**INPUT RECORDS:**
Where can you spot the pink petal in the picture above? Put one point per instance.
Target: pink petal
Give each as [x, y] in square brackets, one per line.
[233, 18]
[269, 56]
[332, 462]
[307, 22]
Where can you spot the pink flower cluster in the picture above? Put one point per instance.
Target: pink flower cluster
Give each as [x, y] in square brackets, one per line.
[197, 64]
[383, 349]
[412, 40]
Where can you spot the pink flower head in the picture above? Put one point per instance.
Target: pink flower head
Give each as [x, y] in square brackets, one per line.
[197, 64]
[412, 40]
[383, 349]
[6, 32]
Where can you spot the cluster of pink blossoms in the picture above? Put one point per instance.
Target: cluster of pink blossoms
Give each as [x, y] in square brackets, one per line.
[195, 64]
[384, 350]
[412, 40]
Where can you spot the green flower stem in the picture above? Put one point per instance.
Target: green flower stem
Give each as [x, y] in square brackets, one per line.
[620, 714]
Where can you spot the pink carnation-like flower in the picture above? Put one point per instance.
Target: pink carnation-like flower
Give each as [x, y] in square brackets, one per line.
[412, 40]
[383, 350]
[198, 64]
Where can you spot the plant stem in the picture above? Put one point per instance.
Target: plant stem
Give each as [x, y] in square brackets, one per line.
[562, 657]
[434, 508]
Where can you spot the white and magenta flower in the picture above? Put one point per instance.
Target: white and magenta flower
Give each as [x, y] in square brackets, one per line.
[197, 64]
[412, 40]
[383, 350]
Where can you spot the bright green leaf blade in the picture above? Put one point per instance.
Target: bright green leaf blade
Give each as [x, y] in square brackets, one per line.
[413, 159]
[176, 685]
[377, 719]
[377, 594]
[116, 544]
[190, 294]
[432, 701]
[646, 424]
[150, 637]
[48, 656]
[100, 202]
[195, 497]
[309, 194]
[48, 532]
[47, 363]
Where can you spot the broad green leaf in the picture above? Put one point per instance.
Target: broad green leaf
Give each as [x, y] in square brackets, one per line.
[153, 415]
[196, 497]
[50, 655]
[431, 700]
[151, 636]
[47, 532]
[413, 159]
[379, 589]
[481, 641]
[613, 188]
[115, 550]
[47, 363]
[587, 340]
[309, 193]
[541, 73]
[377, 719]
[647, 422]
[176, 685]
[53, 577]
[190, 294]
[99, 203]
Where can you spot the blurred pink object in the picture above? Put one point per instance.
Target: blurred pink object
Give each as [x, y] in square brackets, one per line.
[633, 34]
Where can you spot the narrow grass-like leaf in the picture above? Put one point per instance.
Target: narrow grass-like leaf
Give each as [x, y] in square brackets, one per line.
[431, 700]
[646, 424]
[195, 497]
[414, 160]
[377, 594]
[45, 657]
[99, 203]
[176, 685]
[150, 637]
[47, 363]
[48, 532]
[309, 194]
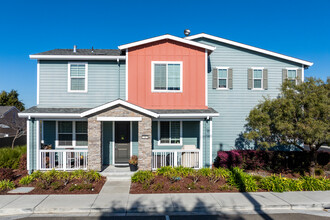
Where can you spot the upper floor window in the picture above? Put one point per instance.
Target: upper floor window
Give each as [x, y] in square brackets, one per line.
[292, 75]
[72, 134]
[222, 78]
[257, 79]
[167, 76]
[170, 132]
[77, 77]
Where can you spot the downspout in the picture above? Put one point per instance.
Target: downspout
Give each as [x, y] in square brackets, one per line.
[118, 77]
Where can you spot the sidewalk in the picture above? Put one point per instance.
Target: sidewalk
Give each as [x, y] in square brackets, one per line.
[114, 198]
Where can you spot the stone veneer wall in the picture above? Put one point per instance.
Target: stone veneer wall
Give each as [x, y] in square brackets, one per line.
[95, 137]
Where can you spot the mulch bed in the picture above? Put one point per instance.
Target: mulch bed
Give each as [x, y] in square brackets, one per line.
[181, 186]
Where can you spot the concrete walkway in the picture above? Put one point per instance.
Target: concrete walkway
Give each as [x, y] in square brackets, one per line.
[114, 198]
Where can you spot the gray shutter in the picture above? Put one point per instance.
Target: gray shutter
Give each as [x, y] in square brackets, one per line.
[284, 74]
[299, 76]
[265, 78]
[250, 78]
[215, 78]
[230, 78]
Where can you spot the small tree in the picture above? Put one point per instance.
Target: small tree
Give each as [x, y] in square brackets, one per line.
[11, 99]
[300, 115]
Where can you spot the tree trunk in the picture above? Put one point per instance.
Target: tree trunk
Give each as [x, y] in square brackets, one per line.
[313, 152]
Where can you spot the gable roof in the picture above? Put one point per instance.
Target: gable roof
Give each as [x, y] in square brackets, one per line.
[5, 109]
[165, 37]
[248, 47]
[80, 54]
[119, 102]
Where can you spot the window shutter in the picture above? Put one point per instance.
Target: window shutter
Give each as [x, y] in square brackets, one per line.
[265, 78]
[299, 76]
[250, 78]
[230, 78]
[284, 74]
[215, 78]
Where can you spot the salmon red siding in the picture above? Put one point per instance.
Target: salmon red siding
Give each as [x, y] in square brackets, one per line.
[193, 77]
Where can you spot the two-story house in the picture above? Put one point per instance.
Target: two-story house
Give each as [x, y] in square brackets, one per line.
[168, 100]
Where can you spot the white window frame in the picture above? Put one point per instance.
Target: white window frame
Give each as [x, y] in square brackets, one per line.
[287, 74]
[222, 68]
[262, 77]
[73, 136]
[86, 77]
[169, 144]
[153, 74]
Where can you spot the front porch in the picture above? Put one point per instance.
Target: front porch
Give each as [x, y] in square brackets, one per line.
[110, 134]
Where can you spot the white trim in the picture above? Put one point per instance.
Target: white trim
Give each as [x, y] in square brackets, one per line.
[119, 102]
[38, 81]
[49, 115]
[119, 118]
[206, 78]
[189, 115]
[169, 144]
[262, 78]
[28, 144]
[222, 68]
[166, 36]
[222, 40]
[86, 77]
[211, 141]
[201, 144]
[126, 66]
[166, 62]
[75, 57]
[113, 143]
[38, 144]
[130, 137]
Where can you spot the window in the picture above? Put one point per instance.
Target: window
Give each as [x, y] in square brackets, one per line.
[257, 78]
[72, 134]
[77, 77]
[292, 74]
[65, 133]
[167, 76]
[223, 78]
[170, 132]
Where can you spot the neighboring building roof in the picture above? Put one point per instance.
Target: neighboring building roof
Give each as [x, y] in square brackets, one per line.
[5, 109]
[80, 54]
[165, 37]
[248, 47]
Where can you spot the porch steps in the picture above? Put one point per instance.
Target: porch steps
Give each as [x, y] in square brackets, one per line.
[117, 173]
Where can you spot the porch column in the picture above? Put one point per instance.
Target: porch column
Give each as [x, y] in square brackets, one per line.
[94, 144]
[145, 139]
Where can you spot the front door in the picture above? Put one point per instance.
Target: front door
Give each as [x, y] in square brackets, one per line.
[122, 142]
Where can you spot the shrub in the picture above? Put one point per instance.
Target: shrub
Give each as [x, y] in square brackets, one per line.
[26, 180]
[6, 185]
[10, 158]
[243, 181]
[6, 174]
[143, 177]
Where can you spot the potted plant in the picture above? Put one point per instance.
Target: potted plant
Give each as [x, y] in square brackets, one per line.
[133, 163]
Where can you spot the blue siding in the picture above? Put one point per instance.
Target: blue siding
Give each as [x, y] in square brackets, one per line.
[107, 141]
[49, 129]
[106, 82]
[234, 105]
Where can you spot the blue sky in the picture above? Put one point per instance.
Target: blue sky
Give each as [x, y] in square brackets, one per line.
[296, 28]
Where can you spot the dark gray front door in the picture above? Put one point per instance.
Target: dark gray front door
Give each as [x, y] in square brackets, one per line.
[122, 142]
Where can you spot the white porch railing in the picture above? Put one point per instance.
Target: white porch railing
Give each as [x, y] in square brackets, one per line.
[185, 158]
[63, 159]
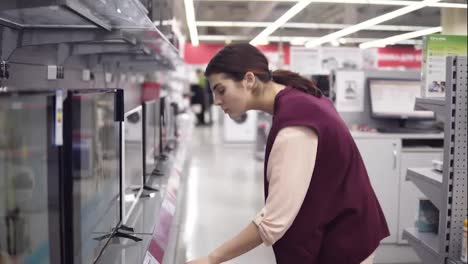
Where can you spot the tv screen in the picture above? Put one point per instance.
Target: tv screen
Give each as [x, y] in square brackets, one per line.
[29, 179]
[133, 173]
[396, 99]
[152, 134]
[93, 155]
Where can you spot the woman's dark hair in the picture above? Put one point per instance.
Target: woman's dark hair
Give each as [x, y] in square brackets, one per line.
[235, 60]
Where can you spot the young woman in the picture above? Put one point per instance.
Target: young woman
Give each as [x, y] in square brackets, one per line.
[320, 206]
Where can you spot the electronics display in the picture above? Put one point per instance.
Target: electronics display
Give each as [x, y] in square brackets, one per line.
[167, 123]
[92, 150]
[323, 83]
[396, 99]
[133, 153]
[151, 110]
[29, 179]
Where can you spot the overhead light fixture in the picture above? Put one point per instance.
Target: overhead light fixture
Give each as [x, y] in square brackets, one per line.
[190, 14]
[369, 23]
[254, 24]
[293, 40]
[366, 2]
[398, 38]
[280, 21]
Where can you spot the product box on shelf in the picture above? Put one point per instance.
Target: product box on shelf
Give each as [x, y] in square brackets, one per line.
[436, 48]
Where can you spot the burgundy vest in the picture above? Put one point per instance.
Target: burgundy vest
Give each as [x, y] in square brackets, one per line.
[340, 220]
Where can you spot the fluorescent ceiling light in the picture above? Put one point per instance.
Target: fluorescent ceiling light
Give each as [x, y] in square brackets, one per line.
[366, 2]
[190, 13]
[281, 21]
[371, 22]
[253, 24]
[294, 40]
[396, 39]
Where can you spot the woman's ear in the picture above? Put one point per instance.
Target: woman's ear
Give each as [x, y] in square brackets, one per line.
[249, 80]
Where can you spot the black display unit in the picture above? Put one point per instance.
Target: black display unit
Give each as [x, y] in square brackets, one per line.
[151, 135]
[323, 83]
[394, 99]
[168, 126]
[30, 182]
[92, 156]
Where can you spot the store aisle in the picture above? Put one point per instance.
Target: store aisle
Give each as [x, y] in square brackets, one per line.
[224, 192]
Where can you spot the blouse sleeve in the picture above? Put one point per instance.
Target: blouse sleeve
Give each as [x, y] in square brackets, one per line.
[290, 168]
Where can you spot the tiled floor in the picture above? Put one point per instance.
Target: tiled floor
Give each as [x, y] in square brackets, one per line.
[224, 193]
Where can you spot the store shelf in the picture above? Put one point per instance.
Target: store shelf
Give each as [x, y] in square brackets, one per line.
[426, 245]
[451, 261]
[429, 182]
[437, 105]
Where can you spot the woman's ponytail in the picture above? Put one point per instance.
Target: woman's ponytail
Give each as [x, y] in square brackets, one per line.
[294, 80]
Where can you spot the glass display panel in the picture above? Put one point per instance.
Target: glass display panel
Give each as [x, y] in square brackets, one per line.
[95, 171]
[27, 180]
[133, 175]
[152, 135]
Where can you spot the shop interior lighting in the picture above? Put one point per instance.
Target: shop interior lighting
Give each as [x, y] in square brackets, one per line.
[399, 38]
[367, 2]
[369, 23]
[280, 21]
[190, 14]
[294, 40]
[254, 24]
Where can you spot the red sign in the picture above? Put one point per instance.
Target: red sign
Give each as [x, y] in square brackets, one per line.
[398, 57]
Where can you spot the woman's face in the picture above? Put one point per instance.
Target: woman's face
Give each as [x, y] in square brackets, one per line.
[230, 95]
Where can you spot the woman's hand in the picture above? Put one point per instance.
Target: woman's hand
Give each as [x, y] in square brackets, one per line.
[204, 260]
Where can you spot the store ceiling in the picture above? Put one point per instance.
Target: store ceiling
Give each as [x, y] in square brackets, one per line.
[208, 11]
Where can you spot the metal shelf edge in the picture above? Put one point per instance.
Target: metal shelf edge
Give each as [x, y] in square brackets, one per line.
[426, 245]
[429, 182]
[437, 105]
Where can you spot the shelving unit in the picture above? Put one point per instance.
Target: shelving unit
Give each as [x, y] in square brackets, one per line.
[124, 32]
[426, 244]
[437, 105]
[446, 190]
[429, 182]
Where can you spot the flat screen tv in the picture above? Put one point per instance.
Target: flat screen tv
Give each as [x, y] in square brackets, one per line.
[133, 158]
[29, 179]
[151, 132]
[92, 164]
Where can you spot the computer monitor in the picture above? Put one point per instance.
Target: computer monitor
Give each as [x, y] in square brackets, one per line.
[396, 99]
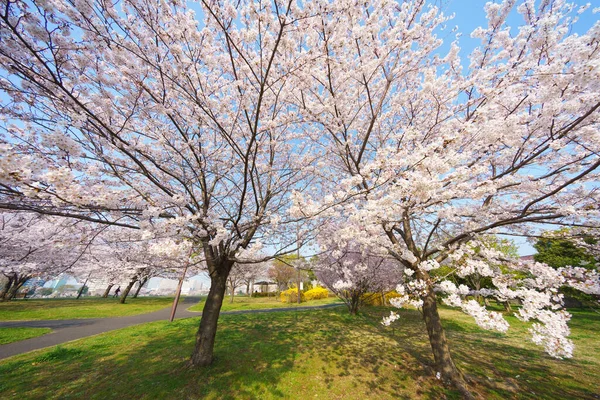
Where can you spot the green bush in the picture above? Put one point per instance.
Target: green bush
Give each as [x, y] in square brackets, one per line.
[291, 296]
[266, 294]
[315, 293]
[44, 291]
[374, 299]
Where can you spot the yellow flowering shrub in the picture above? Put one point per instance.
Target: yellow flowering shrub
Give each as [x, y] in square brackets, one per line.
[375, 299]
[291, 296]
[315, 293]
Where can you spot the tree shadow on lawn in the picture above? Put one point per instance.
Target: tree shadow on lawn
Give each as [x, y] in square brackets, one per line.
[151, 363]
[500, 366]
[326, 353]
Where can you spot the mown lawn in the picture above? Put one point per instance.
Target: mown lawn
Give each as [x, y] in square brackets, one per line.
[9, 335]
[322, 354]
[34, 309]
[261, 303]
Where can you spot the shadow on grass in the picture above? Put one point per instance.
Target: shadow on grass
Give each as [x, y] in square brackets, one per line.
[506, 366]
[326, 353]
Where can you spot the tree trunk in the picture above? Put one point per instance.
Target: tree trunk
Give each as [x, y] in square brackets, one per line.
[354, 304]
[17, 284]
[142, 283]
[205, 337]
[80, 292]
[127, 289]
[6, 288]
[439, 345]
[107, 291]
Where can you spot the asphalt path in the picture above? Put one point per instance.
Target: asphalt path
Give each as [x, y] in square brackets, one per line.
[67, 330]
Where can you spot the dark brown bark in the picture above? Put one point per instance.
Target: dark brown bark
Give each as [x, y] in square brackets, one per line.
[80, 292]
[107, 291]
[127, 290]
[142, 283]
[444, 364]
[6, 288]
[205, 337]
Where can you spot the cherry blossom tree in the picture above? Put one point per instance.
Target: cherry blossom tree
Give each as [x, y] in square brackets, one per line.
[141, 114]
[351, 272]
[39, 246]
[436, 151]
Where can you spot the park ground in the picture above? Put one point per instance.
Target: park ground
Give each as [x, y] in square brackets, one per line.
[325, 354]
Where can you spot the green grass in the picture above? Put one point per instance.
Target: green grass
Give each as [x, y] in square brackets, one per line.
[261, 303]
[18, 310]
[325, 354]
[9, 335]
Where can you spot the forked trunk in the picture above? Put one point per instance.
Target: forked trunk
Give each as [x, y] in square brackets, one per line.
[6, 288]
[448, 371]
[14, 289]
[127, 290]
[107, 291]
[142, 283]
[205, 337]
[82, 287]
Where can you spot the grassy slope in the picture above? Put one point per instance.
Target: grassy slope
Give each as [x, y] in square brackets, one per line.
[324, 354]
[261, 303]
[83, 308]
[9, 335]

**WHAT IS NEEDED:** Each line from the one containing "Where can you spot the mown" to the end of the listing above should be copied exactly, and nothing else.

**SOLUTION TO THIS PROBLEM:**
Where can you spot the mown lawn in the picture above? Put one point per instance.
Target: mown lawn
Give each as [x, y] in square brackets, one per line.
[9, 335]
[322, 354]
[34, 309]
[261, 303]
Where can you spot the shadow on grass in the picture above? Put one point per instance.
Target: shadow on grass
Give each as [x, y] in square brackets, one per line.
[506, 366]
[326, 353]
Where can you spot the tree trunk in the picture above? Put one point per instance.
Target: tree trunk
Give each as [x, y] in square brackets, one per line.
[354, 304]
[17, 284]
[142, 283]
[205, 337]
[80, 292]
[127, 289]
[6, 288]
[439, 345]
[107, 291]
Where can you spot the asphalt path in the picture above? Put one point per instance.
Target: asphalt path
Give each as [x, y] in square brackets, one per line.
[67, 330]
Where can you spot the dark brown bark in the picture above? Put one point per instance.
Target: dark brown bark
Give each as [x, y] in square brackets, one per line.
[80, 292]
[107, 291]
[127, 290]
[142, 283]
[444, 364]
[6, 288]
[205, 337]
Where can you spot the cherry blossom tree in the picture above? Put one point per instance.
Target: cherry blossom tree
Give each as [x, y] in square brackets, one per line.
[141, 114]
[351, 272]
[39, 246]
[436, 151]
Where can you spot the park ground in the picture above? Put one point per instance.
Target: park ground
Give each as [x, y] in square brackets, one per line.
[325, 354]
Where can you spot the green grass in the picture above? Put one point per instance.
Target: green grass
Give each as [x, y] in square brackets, one per line.
[261, 303]
[18, 310]
[325, 354]
[9, 335]
Where can you spot the forked trunk in the picture above? Put one point per instance.
Target: forked trunk
Give each as [x, y] in square brackets, one per line.
[6, 288]
[448, 371]
[14, 289]
[127, 290]
[107, 291]
[142, 283]
[205, 337]
[82, 287]
Where can you spot the grassy slope in the picture above? Put one point per instance.
Target: grassy slope
Give each as [x, y] in square brackets, one per line.
[324, 354]
[261, 303]
[83, 308]
[9, 335]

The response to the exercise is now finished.